━━━━━ Texte proposé
PARIS
Sur un sujet mal connu du grand public, l’art des Hittites et des Araméens, le Louvre choisit de fasciner le visiteur par le monumental plutôt que de s’adresser à sa sensibilité.
Paris. Qui connaît les Hittites mis à part les spécialistes du Proche-Orient ancien ? Cet empire indo-européen a dominé l’Anatolie et le Levant (XIVe et XIIIe siècles avant J.-C.) et a concurrencé l’Égypte des pharaons avant de laisser la place à de petits royaumes néo-hittites et néo-araméens à partir du XIIe siècle. De ces royaumes il reste peu de vestiges, comme le reconnaît Vincent Blanchard, commissaire de l’exposition et conservateur au Louvre : « Le public a peu, voire pas de références visuelles sur ces royaumes mal connus, dont les vestiges sont peu nombreux puisque les bâtiments étaient construits en briques crues. »
C’est donc autour de ce peu qui subsiste que se construit l’exposition, à savoir la sculpture monumentale en pierre : placées le plus souvent au centre des salles, des statues imposantes en basalte ou en calcaire dominent les visiteurs comme des gardiens du temple. Car c’est bien un sanctuaire pour l’art monumental que la scénographie reconstitue, bien que le commissaire affirme avoir voulu « donner une impression de grandeur comme dans un palais avec une allée processionnelle et un portail sculpté ». Sanctuaire plus que palais, car les visiteurs circulent dans une semi-pénombre due à un éclairage qui met en valeur les reliefs des sculptures, mais laisse dans l’ombre les murs et les hauts plafonds des salles. Ces murs et plafonds arborent des tons gris foncé et ocre qui répondent aux coloris du basalte et du calcaire peint en rouge des sculptures : tout est donc pensé pour ces pièces, présentées sur des socles sans vitrine.
Si les cartels, les textes de salle, de petits objets et une chronologie permettent de restituer le contexte général, les visiteurs ne saisiront sans doute pas l’évolution de la sculpture hittite et araméenne au fil de l’exposition. Et pour cause, comme l’indique Vincent Blanchard, « les royaumes araméens se sont approprié les cultures voisines par l’art monumental, et ils ne possédaient pas de style propre ». Griffons, lions et dieux menaçants se ressemblent donc beaucoup d’une salle à l’autre, au risque de lasser le public. Il n’est pas certain que celui-ci soit sensible à la « fascination » exercée par cette sculpture, ni qu’il s’émerveille devant « sa majesté grave et primitive » comme le souhaite le commissaire. Une étrangeté exotique domine l’ensemble.
L’aspect exceptionnel des prêts consentis par plusieurs grands musées (British Museum à Londres, Metropolitan Museum of Art à New York, Staatliche Museen de Berlin) ne prend d’ailleurs une signification que dans la mesure où ces sculptures et stèles n’ont jamais été montrées ensemble depuis leur découverte au début du XXe siècle. Car la « gravité » de cet art monumental écrase les autres dimensions de l’exposition, et frise l’austérité. Ainsi des orthostates du palais de Bît Bahiani (royaume araméen du Xe siècle) : ces stèles placées verticalement à la base des murs de briques crues servaient de protection contre les inondations. Malgré la diversité de leurs motifs (animaux, végétaux, dieux, scènes de la vie quotidienne), l’alignement d’une vingtaine d’orthostates se révèle ici assez répétitif pour le visiteur néophyte, qui ne mesure pas nécessairement le privilège de pouvoir les voir.
━━━━━━━━━━
**Consigne:**
Dans le texte proposé sur l'exposition du Louvre, relevez tous les motifs que présentent les orthostates du palais de Bît Bahiani.
━━━━━ Liste d'enregistrements
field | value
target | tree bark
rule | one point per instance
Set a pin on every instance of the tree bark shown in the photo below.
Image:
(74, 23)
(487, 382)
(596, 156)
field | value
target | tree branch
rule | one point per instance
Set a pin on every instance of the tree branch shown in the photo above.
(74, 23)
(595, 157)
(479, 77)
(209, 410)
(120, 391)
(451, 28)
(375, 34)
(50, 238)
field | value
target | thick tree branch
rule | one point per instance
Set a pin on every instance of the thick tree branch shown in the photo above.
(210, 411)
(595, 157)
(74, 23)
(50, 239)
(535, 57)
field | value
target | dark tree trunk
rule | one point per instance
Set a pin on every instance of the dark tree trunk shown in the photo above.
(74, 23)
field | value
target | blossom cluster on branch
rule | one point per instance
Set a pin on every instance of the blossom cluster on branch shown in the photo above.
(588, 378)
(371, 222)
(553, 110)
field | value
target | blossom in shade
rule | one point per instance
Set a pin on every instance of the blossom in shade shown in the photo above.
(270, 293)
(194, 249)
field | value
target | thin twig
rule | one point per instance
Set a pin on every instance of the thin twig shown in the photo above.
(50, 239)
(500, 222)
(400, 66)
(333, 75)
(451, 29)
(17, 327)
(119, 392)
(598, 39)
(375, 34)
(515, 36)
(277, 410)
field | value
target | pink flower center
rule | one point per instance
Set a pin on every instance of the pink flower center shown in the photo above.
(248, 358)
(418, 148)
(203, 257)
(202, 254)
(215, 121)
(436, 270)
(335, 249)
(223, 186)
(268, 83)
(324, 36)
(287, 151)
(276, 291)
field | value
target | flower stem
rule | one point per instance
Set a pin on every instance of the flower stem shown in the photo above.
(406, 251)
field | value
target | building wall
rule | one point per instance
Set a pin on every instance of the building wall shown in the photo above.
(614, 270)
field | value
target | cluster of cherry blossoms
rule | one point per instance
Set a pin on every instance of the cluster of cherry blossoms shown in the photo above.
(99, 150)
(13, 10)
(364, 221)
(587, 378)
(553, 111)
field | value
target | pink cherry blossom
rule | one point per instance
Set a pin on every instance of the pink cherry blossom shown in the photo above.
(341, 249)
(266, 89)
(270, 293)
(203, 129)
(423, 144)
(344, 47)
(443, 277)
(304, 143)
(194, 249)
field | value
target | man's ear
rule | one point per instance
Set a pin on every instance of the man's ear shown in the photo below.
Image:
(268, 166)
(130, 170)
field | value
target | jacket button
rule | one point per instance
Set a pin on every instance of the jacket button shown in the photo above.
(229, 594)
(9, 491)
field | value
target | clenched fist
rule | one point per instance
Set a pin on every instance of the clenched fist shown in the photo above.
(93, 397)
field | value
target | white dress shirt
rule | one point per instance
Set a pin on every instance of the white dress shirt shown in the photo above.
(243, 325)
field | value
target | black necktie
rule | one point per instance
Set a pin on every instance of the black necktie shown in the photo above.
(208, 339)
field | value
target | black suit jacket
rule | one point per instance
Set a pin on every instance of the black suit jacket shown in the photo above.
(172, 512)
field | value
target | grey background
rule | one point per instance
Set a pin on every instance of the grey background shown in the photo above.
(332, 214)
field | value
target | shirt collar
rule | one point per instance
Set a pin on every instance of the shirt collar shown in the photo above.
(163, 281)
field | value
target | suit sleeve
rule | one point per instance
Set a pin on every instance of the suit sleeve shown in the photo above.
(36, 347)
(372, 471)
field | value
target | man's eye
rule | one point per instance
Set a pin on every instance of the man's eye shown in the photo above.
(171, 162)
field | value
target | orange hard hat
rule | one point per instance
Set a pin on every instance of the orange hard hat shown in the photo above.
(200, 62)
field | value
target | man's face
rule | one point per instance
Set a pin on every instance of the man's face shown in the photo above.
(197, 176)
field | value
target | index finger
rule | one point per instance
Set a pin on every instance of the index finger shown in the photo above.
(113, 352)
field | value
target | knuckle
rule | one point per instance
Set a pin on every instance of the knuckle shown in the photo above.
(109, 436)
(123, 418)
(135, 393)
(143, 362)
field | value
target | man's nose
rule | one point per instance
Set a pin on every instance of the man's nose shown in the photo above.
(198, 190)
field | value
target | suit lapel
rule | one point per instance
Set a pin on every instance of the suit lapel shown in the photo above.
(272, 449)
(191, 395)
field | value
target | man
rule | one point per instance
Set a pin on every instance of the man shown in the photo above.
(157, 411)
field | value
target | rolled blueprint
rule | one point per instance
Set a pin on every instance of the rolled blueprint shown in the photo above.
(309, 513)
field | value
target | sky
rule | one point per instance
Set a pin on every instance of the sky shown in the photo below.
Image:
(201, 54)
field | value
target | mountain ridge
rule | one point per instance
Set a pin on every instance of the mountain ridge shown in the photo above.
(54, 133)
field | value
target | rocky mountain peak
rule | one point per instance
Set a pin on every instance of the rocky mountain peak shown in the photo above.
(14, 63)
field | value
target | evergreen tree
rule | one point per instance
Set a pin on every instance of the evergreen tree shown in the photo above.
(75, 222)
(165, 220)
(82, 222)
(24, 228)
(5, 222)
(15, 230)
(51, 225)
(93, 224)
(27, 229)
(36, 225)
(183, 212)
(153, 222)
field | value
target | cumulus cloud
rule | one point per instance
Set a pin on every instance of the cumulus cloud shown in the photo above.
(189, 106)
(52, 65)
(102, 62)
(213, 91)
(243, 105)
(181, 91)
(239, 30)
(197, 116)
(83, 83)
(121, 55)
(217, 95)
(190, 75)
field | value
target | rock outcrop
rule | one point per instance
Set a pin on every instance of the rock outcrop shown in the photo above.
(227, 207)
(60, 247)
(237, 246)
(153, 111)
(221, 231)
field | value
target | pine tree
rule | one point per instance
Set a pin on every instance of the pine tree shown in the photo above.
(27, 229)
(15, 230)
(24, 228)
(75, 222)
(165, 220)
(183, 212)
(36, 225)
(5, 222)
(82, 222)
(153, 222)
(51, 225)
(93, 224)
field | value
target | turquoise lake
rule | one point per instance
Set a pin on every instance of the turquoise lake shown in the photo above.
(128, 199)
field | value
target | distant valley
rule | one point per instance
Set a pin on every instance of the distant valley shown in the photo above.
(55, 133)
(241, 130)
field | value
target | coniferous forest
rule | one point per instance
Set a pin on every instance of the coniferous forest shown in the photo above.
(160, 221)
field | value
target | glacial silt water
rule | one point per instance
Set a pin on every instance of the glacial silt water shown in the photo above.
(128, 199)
━━━━━━━━━━
**Corrigé:**
- animaux
- végétaux
- dieux
- scènes de la vie quotidienne